## Record excerpts:

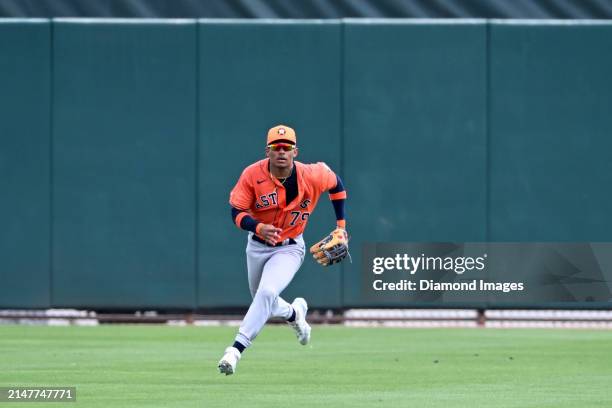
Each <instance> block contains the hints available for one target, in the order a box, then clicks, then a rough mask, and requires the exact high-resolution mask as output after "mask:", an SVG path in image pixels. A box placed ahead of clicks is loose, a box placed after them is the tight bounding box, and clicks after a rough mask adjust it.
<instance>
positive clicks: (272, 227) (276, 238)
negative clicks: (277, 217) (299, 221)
mask: <svg viewBox="0 0 612 408" xmlns="http://www.w3.org/2000/svg"><path fill="white" fill-rule="evenodd" d="M281 232H283V230H282V229H280V228H276V227H275V226H274V225H271V224H263V225H262V226H261V229H260V233H259V234H260V235H261V236H263V238H264V239H265V240H266V242H267V243H268V244H270V245H276V243H277V242H278V240H279V239H280V234H281Z"/></svg>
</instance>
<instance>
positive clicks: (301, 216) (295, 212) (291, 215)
mask: <svg viewBox="0 0 612 408" xmlns="http://www.w3.org/2000/svg"><path fill="white" fill-rule="evenodd" d="M309 215H310V213H307V212H304V213H302V212H300V211H291V216H293V219H292V220H291V222H290V223H289V225H291V226H293V225H295V223H296V222H297V220H298V219H299V218H301V219H302V221H306V220H307V219H308V216H309Z"/></svg>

## What the task requires:
Beginning at the line that contains "</instance>", transcribe every line through the end of the material exactly, leaving out all earlier lines.

## Response for this exercise:
</instance>
<instance>
positive clicks: (301, 216) (295, 212) (291, 215)
mask: <svg viewBox="0 0 612 408" xmlns="http://www.w3.org/2000/svg"><path fill="white" fill-rule="evenodd" d="M309 215H310V213H307V212H304V213H302V212H300V211H291V216H293V219H292V220H291V222H290V223H289V225H291V226H293V225H295V223H296V222H297V220H298V219H299V218H301V219H302V221H306V220H307V219H308V216H309Z"/></svg>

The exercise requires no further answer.